* YOUR TASK: In the listing below, swap every "one point per instance" for "a single point for each instance" and reproduce the lines with nothing else altered. Leave the pictures out of your answer.

<<<<

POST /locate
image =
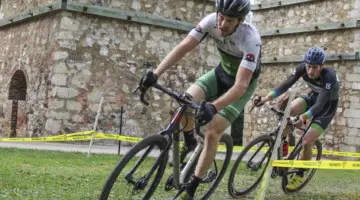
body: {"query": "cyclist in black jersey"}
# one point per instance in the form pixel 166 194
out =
pixel 320 104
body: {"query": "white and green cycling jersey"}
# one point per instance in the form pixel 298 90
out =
pixel 241 49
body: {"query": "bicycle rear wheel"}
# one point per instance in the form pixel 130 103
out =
pixel 138 173
pixel 308 174
pixel 217 170
pixel 249 167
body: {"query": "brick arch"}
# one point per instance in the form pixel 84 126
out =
pixel 17 92
pixel 18 86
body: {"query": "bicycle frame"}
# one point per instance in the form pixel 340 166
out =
pixel 172 133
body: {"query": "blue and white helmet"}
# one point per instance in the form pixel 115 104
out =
pixel 233 8
pixel 315 56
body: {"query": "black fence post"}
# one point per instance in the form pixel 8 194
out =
pixel 120 129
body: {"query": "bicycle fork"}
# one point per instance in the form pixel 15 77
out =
pixel 142 182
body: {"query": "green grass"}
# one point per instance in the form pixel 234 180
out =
pixel 40 175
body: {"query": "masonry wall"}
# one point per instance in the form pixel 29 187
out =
pixel 71 60
pixel 27 48
pixel 189 11
pixel 11 7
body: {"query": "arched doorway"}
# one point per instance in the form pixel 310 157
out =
pixel 17 92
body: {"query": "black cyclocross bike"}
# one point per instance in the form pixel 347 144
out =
pixel 140 170
pixel 249 167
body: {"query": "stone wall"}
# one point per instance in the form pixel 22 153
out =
pixel 27 48
pixel 296 44
pixel 71 60
pixel 188 10
pixel 306 14
pixel 11 7
pixel 101 57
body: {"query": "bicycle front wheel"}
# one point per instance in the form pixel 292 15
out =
pixel 217 170
pixel 138 173
pixel 308 173
pixel 249 167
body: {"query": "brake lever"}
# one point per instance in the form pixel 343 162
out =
pixel 136 89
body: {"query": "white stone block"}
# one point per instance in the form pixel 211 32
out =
pixel 60 55
pixel 353 123
pixel 69 24
pixel 59 115
pixel 66 93
pixel 66 35
pixel 355 105
pixel 77 118
pixel 356 86
pixel 56 104
pixel 59 79
pixel 60 68
pixel 53 125
pixel 136 5
pixel 73 105
pixel 352 113
pixel 104 51
pixel 95 96
pixel 353 131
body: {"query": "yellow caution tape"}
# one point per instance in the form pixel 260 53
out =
pixel 87 135
pixel 322 164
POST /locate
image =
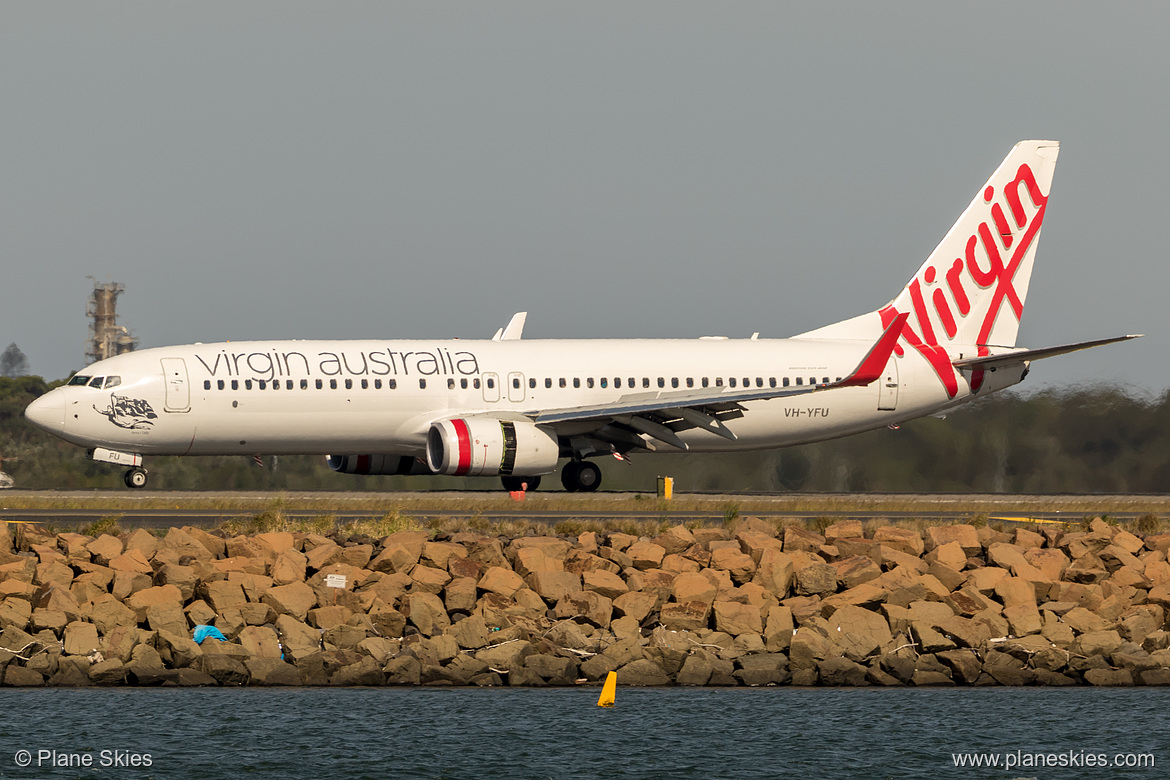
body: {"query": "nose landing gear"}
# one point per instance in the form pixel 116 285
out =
pixel 135 477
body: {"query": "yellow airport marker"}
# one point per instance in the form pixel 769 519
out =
pixel 608 690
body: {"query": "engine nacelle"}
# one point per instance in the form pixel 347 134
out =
pixel 372 464
pixel 486 446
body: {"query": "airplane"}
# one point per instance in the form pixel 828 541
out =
pixel 516 408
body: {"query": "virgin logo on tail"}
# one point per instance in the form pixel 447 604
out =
pixel 971 290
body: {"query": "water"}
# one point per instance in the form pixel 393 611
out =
pixel 378 733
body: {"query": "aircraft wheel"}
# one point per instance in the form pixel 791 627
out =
pixel 580 476
pixel 517 483
pixel 136 478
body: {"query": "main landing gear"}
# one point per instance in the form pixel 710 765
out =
pixel 135 477
pixel 580 476
pixel 511 484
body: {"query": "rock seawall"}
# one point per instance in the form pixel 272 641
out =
pixel 952 605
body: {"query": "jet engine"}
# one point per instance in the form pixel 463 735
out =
pixel 486 446
pixel 370 464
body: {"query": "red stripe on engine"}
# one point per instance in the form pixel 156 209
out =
pixel 465 447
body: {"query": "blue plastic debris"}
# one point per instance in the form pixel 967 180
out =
pixel 205 632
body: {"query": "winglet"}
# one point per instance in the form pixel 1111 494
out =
pixel 513 331
pixel 874 363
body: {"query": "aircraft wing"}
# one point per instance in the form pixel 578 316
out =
pixel 1023 356
pixel 662 413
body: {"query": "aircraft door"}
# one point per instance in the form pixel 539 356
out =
pixel 515 386
pixel 178 391
pixel 887 398
pixel 490 387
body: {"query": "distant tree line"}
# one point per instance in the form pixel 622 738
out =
pixel 1089 439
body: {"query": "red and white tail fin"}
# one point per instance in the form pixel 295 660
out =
pixel 970 292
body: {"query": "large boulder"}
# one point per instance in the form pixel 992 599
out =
pixel 860 633
pixel 295 599
pixel 427 612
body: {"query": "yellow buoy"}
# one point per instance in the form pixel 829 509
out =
pixel 608 690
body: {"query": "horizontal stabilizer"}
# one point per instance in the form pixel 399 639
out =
pixel 1023 356
pixel 874 363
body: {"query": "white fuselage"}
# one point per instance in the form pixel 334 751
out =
pixel 382 397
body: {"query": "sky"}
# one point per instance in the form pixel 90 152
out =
pixel 422 170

>>>>

* SOLUTION BELOW:
POST /locate
image =
body: {"query": "cyclist in black jersey"}
# a single point for each instance in the form pixel 166 194
out =
pixel 320 104
body: {"query": "white and green cycling jersey"}
# a single point for each instance in the form pixel 298 90
out =
pixel 241 49
body: {"query": "bicycle rear wheel"}
# a single point for each instance in the form pixel 130 103
out =
pixel 138 173
pixel 308 174
pixel 217 170
pixel 249 167
body: {"query": "brick arch"}
# a single point for each instance in the form pixel 84 126
out =
pixel 17 92
pixel 18 86
body: {"query": "bicycle frame"}
# a single point for each instance in the form pixel 340 166
out =
pixel 172 133
body: {"query": "blue and white helmet"}
# a single point for each instance in the form pixel 115 104
out =
pixel 233 8
pixel 315 56
body: {"query": "black fence post"}
# a single point for each instance in the form pixel 8 194
out =
pixel 120 129
body: {"query": "bicycle fork"}
# a single point for each instance in the form pixel 15 77
out =
pixel 142 182
body: {"query": "green grass"}
# a single point for each instance in the form pixel 234 180
out =
pixel 40 175
body: {"query": "masonry wall"}
# a single point for each instance in the form pixel 29 187
out =
pixel 71 60
pixel 27 48
pixel 189 11
pixel 11 7
body: {"query": "arched doorway"}
# a single point for each instance in the form pixel 310 157
out =
pixel 17 92
body: {"query": "black cyclocross bike"}
# a single point for each instance in the form pixel 347 144
out =
pixel 140 170
pixel 249 167
body: {"query": "stone wall"}
# a single point for each instance in the form pixel 22 153
out =
pixel 27 48
pixel 296 44
pixel 71 60
pixel 188 10
pixel 306 14
pixel 11 7
pixel 101 57
body: {"query": "bicycle front wheel"}
# a single point for each instance in the form pixel 292 15
out =
pixel 217 170
pixel 138 173
pixel 308 173
pixel 249 167
body: {"query": "brake lever"}
# a single point for each instance in the form pixel 343 162
out =
pixel 136 89
body: {"query": "white stone block"}
# a single point for each instance in the form pixel 211 32
out =
pixel 60 55
pixel 353 123
pixel 69 24
pixel 59 115
pixel 66 93
pixel 66 35
pixel 355 105
pixel 77 118
pixel 356 86
pixel 56 104
pixel 59 79
pixel 60 68
pixel 53 125
pixel 136 5
pixel 73 105
pixel 352 113
pixel 104 51
pixel 95 96
pixel 353 131
body: {"query": "yellow caution tape"}
# a single point for each instance in the form pixel 260 53
out =
pixel 87 135
pixel 322 164
POST /locate
image =
body: {"query": "nose landing gear"}
# a single point for each instance in the form pixel 116 285
out =
pixel 135 477
body: {"query": "yellow airport marker"}
# a single point for each instance in the form pixel 769 519
out =
pixel 608 690
body: {"query": "engine nacelle"}
# a single point for each instance in the form pixel 347 134
out =
pixel 372 464
pixel 486 446
body: {"query": "airplane"}
# a single point for each instance in the form pixel 828 541
out =
pixel 516 408
body: {"query": "virgin logo on tail"}
# a single point for each instance in the form pixel 447 604
out =
pixel 971 290
body: {"query": "water"}
# a single point for each instance in the form pixel 393 611
out =
pixel 378 733
body: {"query": "aircraft wheel"}
# a single point for each instance in the form pixel 791 627
out =
pixel 580 476
pixel 517 483
pixel 136 478
body: {"query": "main landing gear"}
# a single point for each instance in the form pixel 710 765
out =
pixel 135 477
pixel 580 476
pixel 511 484
body: {"query": "rock seawall"}
# a single point for each instance in the form pixel 272 641
out =
pixel 952 605
body: {"query": "jet engine"}
# a single point for each instance in the form pixel 463 735
out =
pixel 486 446
pixel 370 464
body: {"query": "red stripe on engine"}
# a single point for each instance in the form pixel 156 209
out =
pixel 465 447
body: {"query": "blue plastic debris"}
# a single point for each instance in the form pixel 967 180
out =
pixel 205 632
body: {"query": "winglet"}
# a single point for each instance in the form pixel 1111 494
out =
pixel 513 331
pixel 874 363
body: {"query": "aircraft wing"}
# a single point for each instance in the form pixel 578 316
out =
pixel 1023 356
pixel 662 413
body: {"query": "aircraft door"}
# a single point for each instance in the form pixel 539 356
out =
pixel 515 386
pixel 178 391
pixel 887 398
pixel 490 387
body: {"query": "distant tree line"}
# a single point for each instance in the form pixel 622 738
out =
pixel 1089 439
body: {"query": "red and white tail fin"}
# a single point for each instance in the form pixel 295 660
out =
pixel 970 292
body: {"query": "large boulder"}
# a single point for each instance in the form pixel 992 599
out =
pixel 860 633
pixel 295 599
pixel 427 612
body: {"query": "yellow buoy"}
# a single point for each instance in the form pixel 829 509
out =
pixel 608 690
body: {"query": "horizontal stabilizer"}
# a single point for each instance in the form pixel 399 639
out =
pixel 1023 356
pixel 874 363
body: {"query": "white fuselage"}
# a single point for each instance in the form pixel 334 751
out =
pixel 382 397
body: {"query": "sky"}
# a single point for each instance in the form pixel 90 152
out =
pixel 422 170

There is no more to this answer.